Task objective
Swap each "shrub" in the data below for "bush", and write the lines out again with nothing else changed.

Begin Task material

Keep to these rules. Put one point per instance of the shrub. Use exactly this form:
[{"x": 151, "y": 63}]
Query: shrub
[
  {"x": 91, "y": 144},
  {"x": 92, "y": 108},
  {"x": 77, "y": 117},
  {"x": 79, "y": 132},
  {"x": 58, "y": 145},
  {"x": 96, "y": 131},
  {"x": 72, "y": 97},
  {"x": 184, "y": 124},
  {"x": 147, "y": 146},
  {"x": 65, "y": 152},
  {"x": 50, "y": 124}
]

End Task material

Exercise output
Keep to these rules. Put one point per instance of the bush. Use exactly this form:
[{"x": 151, "y": 63}]
Query: bush
[
  {"x": 91, "y": 144},
  {"x": 92, "y": 108},
  {"x": 77, "y": 117},
  {"x": 79, "y": 132},
  {"x": 58, "y": 145},
  {"x": 96, "y": 131},
  {"x": 72, "y": 97},
  {"x": 184, "y": 124},
  {"x": 147, "y": 146},
  {"x": 65, "y": 152},
  {"x": 50, "y": 124}
]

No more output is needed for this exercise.